## [Task data]
============================================================

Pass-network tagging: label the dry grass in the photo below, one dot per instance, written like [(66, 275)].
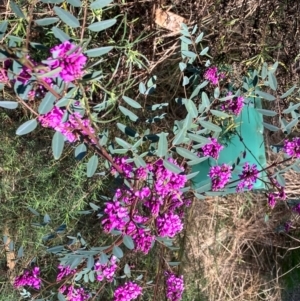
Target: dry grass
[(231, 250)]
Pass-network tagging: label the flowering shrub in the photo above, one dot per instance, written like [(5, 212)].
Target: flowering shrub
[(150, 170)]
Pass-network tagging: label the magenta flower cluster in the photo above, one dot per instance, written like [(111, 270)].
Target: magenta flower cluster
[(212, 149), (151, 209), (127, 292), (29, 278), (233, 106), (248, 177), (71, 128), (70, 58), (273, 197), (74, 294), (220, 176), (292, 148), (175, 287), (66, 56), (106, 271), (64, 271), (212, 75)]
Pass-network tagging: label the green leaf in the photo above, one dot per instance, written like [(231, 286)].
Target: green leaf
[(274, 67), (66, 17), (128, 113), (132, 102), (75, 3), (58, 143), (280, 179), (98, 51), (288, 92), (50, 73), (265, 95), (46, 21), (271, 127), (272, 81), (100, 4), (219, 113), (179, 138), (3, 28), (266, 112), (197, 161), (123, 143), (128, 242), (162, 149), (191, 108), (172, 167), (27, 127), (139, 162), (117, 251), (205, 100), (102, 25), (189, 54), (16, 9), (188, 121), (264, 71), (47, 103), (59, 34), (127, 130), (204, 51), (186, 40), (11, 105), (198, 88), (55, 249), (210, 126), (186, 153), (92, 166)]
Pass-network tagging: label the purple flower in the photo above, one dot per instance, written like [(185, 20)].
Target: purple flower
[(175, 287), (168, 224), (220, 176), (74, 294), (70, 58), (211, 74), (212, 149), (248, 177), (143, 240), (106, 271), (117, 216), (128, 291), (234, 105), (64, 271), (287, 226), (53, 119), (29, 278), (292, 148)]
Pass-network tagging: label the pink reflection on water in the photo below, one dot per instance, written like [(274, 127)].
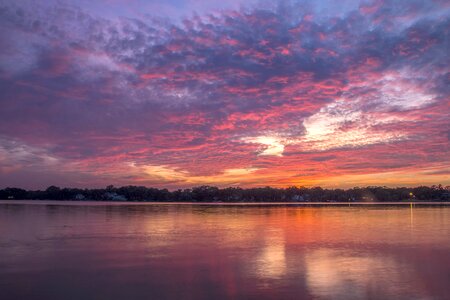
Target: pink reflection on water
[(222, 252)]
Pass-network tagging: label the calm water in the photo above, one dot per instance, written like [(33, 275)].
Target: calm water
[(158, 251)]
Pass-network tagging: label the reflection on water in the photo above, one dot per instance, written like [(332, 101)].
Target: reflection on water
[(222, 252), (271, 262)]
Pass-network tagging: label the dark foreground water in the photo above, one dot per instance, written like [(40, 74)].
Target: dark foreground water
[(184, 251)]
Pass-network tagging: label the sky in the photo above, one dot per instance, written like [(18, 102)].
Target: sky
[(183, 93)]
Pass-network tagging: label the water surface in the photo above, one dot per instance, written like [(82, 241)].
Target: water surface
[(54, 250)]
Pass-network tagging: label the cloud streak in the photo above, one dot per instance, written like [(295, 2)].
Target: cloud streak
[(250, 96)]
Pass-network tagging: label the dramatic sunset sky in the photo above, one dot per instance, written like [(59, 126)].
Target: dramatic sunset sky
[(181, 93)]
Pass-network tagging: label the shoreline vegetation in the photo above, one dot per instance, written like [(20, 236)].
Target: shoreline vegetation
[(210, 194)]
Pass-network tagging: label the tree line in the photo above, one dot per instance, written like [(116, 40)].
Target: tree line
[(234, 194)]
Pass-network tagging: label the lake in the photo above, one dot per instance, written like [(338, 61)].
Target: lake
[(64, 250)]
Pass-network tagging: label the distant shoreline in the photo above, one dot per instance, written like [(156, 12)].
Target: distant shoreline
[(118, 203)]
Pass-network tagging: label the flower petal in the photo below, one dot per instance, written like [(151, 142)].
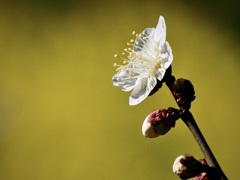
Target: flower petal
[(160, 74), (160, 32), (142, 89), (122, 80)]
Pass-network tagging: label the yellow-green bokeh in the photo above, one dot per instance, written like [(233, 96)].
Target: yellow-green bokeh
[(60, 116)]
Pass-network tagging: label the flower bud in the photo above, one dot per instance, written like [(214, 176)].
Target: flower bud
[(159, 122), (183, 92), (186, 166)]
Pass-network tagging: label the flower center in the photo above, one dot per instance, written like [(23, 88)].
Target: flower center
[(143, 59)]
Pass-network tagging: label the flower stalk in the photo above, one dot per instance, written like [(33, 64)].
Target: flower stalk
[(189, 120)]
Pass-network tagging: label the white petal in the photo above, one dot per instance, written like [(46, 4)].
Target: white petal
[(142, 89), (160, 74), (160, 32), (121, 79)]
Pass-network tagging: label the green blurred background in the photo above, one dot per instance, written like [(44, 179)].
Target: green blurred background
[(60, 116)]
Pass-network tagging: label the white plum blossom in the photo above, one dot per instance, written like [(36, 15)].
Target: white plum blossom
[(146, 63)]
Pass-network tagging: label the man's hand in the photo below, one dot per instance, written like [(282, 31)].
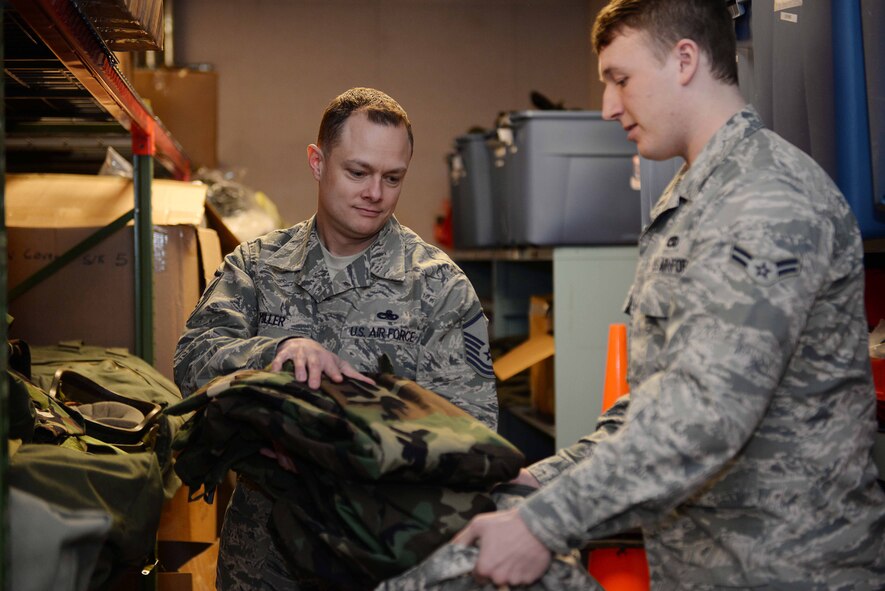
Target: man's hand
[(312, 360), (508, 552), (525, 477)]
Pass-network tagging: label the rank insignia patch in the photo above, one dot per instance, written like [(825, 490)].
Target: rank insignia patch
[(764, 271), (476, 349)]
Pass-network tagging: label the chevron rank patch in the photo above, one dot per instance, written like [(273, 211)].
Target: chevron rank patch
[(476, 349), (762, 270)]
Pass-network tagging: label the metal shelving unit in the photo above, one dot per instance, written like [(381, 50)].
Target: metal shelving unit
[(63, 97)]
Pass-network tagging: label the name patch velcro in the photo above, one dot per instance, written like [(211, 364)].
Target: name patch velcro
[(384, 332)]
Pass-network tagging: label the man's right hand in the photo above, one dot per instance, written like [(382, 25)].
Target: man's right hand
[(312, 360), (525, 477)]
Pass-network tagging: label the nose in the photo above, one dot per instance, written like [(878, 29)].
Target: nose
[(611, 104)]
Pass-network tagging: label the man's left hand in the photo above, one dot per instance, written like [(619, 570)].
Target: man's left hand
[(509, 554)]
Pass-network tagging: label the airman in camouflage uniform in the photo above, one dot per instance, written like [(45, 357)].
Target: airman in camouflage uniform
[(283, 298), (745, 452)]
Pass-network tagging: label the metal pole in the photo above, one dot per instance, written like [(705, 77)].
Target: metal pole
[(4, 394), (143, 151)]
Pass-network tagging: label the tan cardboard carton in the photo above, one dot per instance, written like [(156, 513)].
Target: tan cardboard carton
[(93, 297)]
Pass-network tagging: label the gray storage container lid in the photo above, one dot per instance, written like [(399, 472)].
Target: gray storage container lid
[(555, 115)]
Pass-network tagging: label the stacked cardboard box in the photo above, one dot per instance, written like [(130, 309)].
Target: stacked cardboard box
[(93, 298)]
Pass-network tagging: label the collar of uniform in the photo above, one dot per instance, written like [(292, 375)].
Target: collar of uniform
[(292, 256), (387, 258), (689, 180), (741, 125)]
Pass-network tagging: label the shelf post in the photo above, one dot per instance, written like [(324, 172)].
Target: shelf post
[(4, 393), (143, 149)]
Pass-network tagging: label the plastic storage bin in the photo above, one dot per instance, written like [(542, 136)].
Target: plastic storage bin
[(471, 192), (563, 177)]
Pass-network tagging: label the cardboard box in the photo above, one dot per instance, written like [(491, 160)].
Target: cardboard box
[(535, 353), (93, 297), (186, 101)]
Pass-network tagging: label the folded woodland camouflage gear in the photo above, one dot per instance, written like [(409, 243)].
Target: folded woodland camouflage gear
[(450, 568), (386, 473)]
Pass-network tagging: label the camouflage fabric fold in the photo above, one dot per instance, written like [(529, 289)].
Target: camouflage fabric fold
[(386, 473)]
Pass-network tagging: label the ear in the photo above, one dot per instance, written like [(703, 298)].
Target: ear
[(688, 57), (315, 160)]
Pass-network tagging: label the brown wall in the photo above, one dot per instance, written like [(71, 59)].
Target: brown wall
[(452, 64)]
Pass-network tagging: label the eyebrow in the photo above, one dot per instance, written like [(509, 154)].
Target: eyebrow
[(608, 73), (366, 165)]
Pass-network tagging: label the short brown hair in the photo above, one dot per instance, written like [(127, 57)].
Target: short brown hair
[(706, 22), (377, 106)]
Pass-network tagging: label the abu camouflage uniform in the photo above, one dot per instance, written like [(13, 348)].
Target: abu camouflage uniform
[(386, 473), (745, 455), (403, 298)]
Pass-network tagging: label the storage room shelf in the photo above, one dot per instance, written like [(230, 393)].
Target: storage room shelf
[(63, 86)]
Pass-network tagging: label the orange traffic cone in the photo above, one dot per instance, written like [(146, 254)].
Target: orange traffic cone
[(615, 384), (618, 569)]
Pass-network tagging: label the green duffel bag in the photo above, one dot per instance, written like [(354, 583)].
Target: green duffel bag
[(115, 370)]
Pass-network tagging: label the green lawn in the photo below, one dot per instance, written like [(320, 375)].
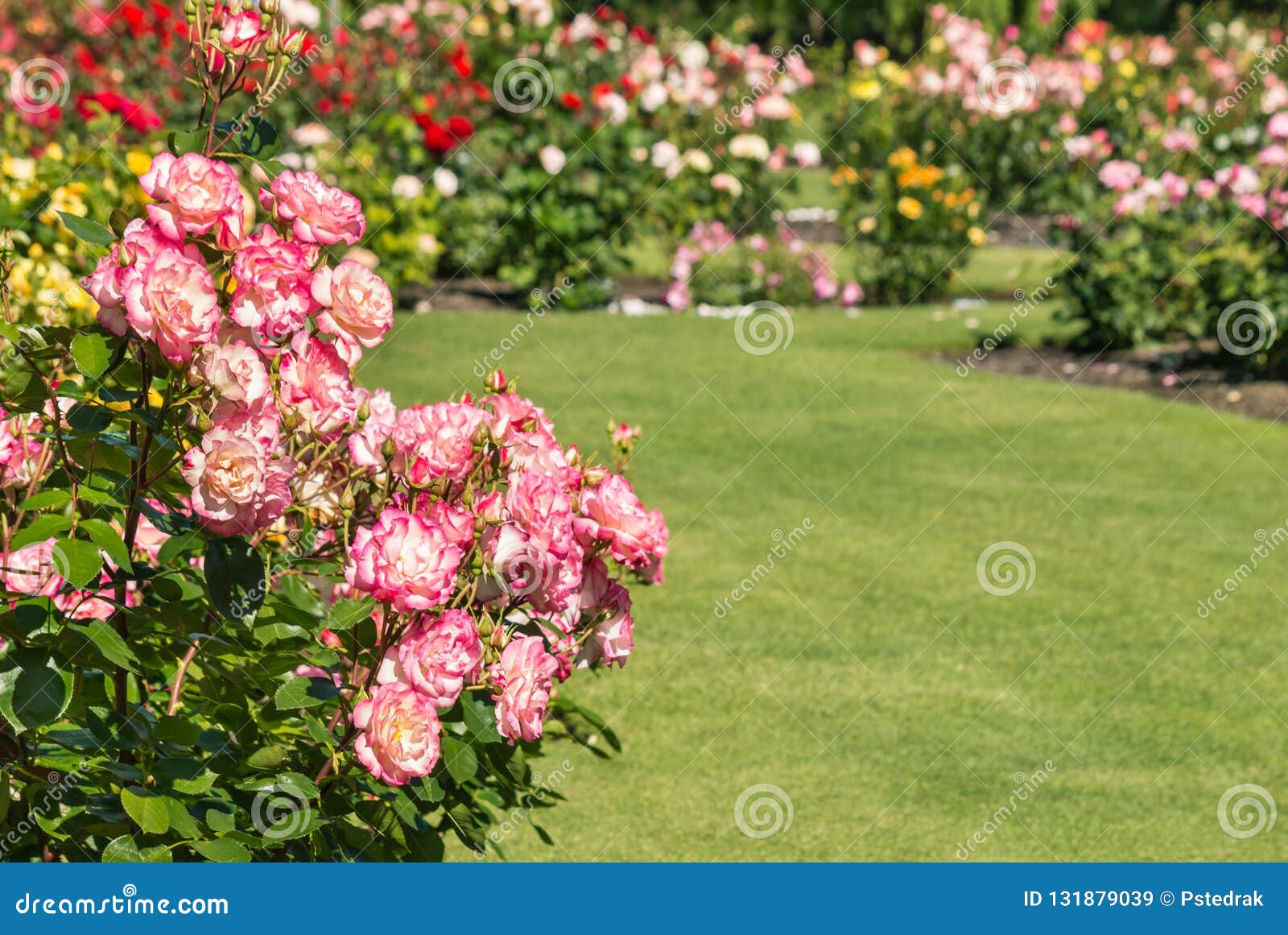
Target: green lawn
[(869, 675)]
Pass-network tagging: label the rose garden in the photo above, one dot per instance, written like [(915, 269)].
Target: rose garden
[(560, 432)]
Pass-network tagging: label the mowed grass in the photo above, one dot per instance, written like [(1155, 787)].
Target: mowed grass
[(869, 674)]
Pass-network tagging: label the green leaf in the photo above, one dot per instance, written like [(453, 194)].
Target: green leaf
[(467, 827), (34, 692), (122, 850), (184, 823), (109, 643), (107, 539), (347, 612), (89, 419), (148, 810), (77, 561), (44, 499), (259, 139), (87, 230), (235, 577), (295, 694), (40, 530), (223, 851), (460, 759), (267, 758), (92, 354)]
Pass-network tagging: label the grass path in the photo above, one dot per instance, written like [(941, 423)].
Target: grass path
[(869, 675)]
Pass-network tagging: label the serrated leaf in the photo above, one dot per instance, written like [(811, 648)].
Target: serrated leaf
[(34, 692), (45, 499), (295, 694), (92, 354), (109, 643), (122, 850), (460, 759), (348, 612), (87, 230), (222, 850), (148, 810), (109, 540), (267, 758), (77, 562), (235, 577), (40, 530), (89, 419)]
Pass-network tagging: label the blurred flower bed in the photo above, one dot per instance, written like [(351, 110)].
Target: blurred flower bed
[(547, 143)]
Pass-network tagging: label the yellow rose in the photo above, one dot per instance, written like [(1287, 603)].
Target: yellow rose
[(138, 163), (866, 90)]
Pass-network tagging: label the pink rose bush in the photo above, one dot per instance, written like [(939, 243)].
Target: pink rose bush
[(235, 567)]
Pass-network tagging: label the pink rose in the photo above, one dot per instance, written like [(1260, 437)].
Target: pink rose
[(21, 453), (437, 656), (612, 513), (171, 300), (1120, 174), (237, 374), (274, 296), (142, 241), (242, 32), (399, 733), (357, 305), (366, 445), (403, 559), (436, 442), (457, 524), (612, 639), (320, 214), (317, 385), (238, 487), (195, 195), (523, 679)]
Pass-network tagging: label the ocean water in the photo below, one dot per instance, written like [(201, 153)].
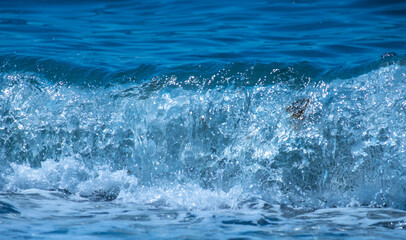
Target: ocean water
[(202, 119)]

============================================================

## [Task details]
Output the entries from the line with "Pass-network tagging: label the serrated" to the line with "[(547, 143)]" as a two-column CSV headed text and answer, one row per entry. Put each value in a single quoted field, with line breaks replaced by spaces.

## [Solution for this exercise]
text,answer
"Pass-network tagging: label the serrated leaf in the photo above, one dot per instance, written like [(811, 648)]. Target: serrated leaf","[(34, 692), (45, 499), (295, 694), (92, 354), (109, 643), (122, 850), (460, 759), (348, 612), (87, 230), (222, 850), (148, 810), (109, 540), (267, 758), (77, 562), (235, 577), (40, 530), (89, 419)]"
"Pass-network tagging: label the blurred flower bed in the photo above, one dot per instance, written like [(351, 110)]. Target: blurred flower bed","[(547, 143)]"